## Consigne A
Relevez chacun des passages placés entre guillemets dans l'entretien sur le sport et les logiques communautaires.
## Consigne B
Prolongez l'entretien sur le sport et les logiques communautaires au-delà de sa dernière question.

## Extrait du texte
::::
Interview de M. Jean-François Lamour, ministre des sports, à Europe 1 le 29 octobre 2003, sur le danger des logiques communautaires se développant dans les quartiers en difficulté, notamment concernant la pratique du sport par les jeunes filles et sur le dopage.

Prononcé le

Média : Europe 1

Texte intégral

J.-P. Elkabbach-. "Les sports sont touchés, eux aussi, par le fondamentalisme religieux". Je vous ai entendu parler devant la commission Stasi : vous avez mis en garde contre ce que vous appelez "des logiques communautaires et des dérives qui se développent dans les quartiers en difficulté". D'abord, est-ce que vous n'exagérez pas un peu la menace ?
- "Je n'exagère pas la menace, je dis simplement que dans un certain nombre de quartiers, il y a effectivement des actes de pression, surtout sur les jeunes filles, qu'on empêche de pratiquer un sport tel que je l'aime et tel que je souhaite qu'il soit respecté."
En quoi est-ce nouveau ?
::::
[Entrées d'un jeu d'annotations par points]
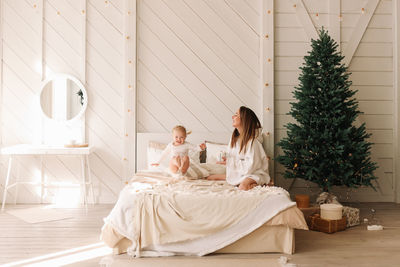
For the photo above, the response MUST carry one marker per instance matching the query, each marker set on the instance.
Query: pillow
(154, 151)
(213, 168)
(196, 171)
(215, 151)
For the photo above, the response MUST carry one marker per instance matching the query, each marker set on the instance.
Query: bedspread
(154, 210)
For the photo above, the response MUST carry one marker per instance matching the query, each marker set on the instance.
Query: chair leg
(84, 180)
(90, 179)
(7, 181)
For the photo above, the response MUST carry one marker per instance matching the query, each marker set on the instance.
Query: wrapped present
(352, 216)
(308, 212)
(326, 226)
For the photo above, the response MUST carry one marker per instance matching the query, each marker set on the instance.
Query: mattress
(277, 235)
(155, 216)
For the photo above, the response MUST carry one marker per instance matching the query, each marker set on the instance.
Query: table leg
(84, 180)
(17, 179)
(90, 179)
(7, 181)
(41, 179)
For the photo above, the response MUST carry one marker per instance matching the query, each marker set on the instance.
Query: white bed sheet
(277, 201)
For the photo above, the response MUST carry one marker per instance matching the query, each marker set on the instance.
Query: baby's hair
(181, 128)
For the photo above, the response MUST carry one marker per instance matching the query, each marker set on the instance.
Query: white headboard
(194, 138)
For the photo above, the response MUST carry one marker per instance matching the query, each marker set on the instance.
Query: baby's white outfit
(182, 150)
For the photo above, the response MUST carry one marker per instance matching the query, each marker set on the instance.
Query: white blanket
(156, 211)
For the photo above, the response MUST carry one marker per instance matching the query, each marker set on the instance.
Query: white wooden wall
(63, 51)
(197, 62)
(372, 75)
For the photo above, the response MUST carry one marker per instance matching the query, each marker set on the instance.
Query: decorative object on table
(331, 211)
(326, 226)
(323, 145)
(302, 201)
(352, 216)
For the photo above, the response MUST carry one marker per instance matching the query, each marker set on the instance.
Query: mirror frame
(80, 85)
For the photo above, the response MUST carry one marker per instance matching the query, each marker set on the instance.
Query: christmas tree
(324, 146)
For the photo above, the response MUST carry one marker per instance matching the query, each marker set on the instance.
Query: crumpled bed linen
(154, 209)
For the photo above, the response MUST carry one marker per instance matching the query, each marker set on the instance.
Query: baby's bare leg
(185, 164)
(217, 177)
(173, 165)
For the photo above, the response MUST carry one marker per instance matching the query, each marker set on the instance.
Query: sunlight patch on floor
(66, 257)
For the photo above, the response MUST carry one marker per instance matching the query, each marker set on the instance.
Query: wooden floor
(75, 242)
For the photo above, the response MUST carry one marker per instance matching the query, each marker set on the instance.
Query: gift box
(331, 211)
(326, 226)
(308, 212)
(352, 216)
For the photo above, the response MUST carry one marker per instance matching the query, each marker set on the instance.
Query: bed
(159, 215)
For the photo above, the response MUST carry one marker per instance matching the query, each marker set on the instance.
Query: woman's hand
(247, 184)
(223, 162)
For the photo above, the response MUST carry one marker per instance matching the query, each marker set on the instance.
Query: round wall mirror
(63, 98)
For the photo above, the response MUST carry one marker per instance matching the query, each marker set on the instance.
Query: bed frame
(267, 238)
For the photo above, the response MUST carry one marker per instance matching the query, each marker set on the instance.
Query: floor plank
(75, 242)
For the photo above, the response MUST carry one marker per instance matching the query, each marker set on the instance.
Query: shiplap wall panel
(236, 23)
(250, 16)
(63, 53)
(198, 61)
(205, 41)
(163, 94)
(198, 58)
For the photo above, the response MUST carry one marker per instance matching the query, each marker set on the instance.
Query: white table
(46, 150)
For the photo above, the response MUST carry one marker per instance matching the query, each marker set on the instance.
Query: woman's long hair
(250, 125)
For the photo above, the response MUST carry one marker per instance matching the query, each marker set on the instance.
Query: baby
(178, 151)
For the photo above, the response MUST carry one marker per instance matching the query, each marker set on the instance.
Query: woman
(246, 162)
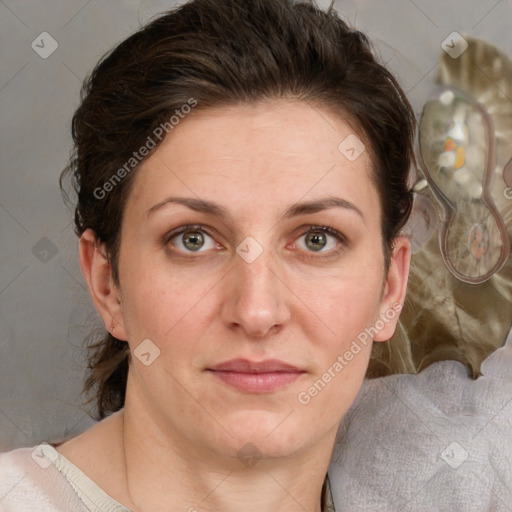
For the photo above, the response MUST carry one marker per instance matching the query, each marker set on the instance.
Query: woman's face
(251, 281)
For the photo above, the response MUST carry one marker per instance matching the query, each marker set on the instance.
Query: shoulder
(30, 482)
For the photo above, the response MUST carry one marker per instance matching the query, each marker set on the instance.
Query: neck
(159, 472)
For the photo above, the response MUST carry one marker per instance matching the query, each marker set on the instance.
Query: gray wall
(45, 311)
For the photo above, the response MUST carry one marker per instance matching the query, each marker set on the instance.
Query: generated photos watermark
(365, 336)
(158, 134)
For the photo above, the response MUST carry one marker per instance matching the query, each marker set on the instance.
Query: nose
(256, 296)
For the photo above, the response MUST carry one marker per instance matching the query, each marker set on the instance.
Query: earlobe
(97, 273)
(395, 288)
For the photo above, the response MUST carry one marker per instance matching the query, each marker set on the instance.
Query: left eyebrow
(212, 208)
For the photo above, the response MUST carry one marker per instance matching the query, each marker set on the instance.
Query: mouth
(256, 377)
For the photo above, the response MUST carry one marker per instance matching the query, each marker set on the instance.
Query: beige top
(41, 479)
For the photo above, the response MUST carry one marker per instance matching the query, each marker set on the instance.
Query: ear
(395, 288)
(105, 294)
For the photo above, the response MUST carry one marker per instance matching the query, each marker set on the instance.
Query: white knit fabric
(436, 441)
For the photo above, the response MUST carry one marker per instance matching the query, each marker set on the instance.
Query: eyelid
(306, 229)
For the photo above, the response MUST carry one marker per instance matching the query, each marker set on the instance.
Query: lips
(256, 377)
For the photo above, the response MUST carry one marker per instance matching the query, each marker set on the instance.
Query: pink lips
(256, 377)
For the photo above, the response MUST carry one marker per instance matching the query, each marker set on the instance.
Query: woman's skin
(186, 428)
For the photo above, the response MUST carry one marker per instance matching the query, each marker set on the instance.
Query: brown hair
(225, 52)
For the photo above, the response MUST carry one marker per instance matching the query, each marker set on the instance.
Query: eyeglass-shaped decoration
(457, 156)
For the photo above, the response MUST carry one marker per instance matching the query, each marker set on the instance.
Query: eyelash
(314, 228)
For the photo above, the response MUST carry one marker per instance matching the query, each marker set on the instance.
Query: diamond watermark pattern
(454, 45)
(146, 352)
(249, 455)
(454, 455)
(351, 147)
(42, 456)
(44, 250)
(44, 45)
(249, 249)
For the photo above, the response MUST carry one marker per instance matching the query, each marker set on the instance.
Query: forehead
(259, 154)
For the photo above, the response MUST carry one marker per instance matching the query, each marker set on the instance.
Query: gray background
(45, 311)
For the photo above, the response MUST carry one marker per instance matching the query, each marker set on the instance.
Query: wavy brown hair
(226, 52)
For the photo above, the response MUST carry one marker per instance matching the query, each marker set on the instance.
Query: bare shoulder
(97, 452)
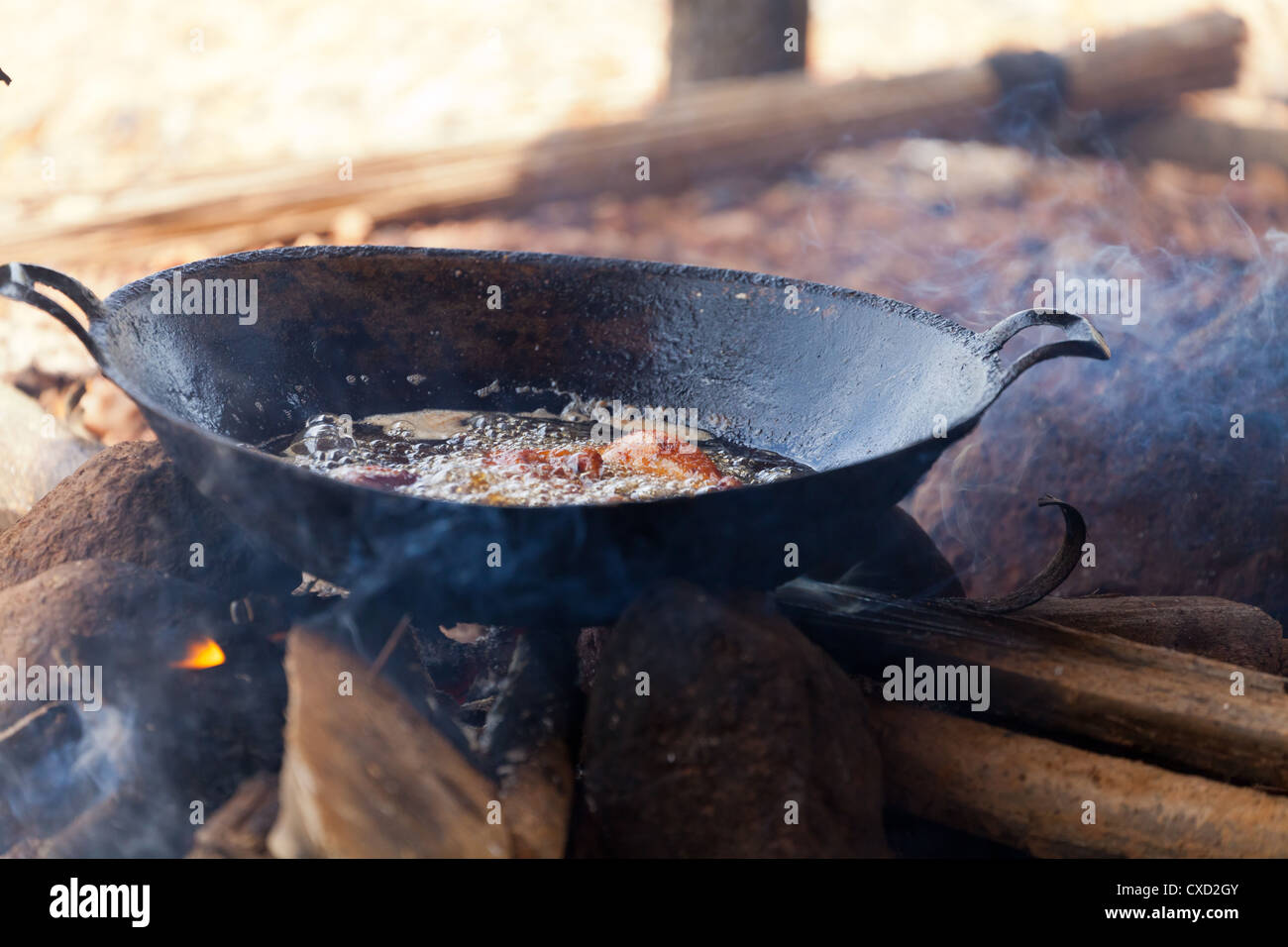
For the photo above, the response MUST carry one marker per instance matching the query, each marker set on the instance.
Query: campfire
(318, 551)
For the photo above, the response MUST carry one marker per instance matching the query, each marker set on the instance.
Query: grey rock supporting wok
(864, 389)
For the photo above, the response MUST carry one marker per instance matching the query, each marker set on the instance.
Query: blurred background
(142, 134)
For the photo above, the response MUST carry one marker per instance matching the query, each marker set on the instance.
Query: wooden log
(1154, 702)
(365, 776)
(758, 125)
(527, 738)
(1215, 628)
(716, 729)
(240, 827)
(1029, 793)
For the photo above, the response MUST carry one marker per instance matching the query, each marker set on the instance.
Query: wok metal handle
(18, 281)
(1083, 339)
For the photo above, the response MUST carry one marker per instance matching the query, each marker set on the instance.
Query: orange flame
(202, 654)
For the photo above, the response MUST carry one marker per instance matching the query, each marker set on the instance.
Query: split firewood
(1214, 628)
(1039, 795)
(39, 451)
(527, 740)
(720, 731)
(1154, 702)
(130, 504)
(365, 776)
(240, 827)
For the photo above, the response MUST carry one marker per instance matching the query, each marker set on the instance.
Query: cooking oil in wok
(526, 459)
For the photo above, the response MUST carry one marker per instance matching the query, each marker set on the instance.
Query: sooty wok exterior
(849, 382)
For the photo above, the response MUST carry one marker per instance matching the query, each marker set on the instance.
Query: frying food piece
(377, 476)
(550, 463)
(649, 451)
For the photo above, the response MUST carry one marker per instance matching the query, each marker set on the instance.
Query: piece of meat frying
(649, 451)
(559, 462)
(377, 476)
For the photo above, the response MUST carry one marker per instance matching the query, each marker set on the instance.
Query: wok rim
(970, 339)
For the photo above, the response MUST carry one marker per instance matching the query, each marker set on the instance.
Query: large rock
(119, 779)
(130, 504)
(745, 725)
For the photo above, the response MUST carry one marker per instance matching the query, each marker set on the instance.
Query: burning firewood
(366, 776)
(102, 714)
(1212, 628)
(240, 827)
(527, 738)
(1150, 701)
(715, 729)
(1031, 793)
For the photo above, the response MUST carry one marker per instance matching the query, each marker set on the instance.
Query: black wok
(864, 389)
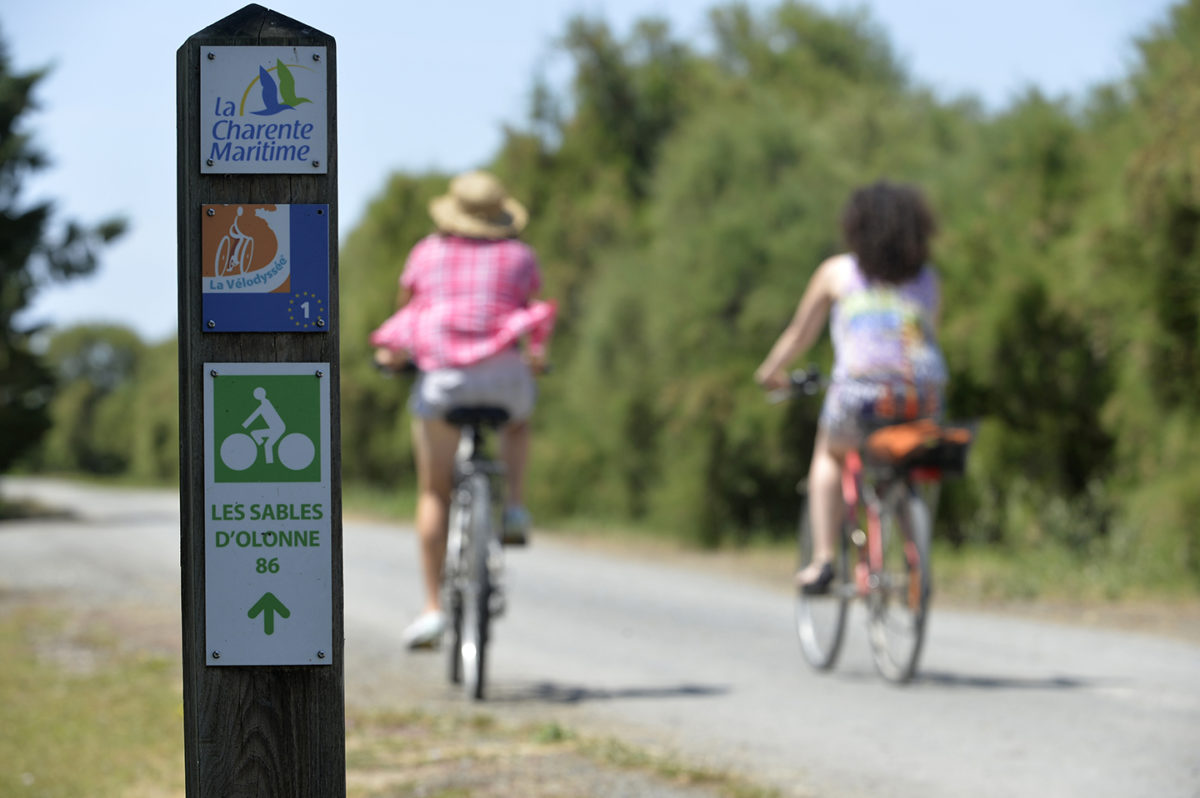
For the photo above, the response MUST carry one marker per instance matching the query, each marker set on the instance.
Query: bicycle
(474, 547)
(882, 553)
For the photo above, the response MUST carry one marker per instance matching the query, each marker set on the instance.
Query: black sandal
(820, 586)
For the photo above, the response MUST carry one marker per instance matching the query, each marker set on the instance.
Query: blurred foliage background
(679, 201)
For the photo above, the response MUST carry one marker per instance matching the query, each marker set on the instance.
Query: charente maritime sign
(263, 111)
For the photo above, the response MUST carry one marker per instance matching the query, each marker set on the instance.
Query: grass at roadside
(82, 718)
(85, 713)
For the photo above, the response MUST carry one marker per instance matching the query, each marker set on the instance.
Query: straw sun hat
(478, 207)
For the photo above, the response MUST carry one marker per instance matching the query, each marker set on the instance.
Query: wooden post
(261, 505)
::::
## Résultat A
- « Les sports sont touchés, eux aussi, par le fondamentalisme religieux »
- « des logiques communautaires et des dérives qui se développent dans les quartiers en difficulté »
- « Je n'exagère pas la menace, je dis simplement que dans un certain nombre de quartiers, il y a effectivement des actes de pression, surtout sur les jeunes filles, qu'on empêche de pratiquer un sport tel que je l'aime et tel que je souhaite qu'il soit respecté. »

## Résultat B
- "C'est qu'il y a une vraie tendance à l'augmentation de ces actes de pression. Par exemple, dans un club de lutte, dans le Nord de la France, on a séparé la pratique des hommes et des femmes. Alors que, bien évidemment, l'association c'est le lieu de liberté où les uns et les autres peuvent pratiquer ensemble une discipline."
Qui se plaint ? Comment ça remonte vers vous ?
- "La plupart du temps, les dirigeants bénévoles et les éducateurs sportifs."
Est-il vrai que l'on demande de plus en plus souvent des horaires particuliers et réservés aux femmes pour l'accès aux gymnases et aux piscines ?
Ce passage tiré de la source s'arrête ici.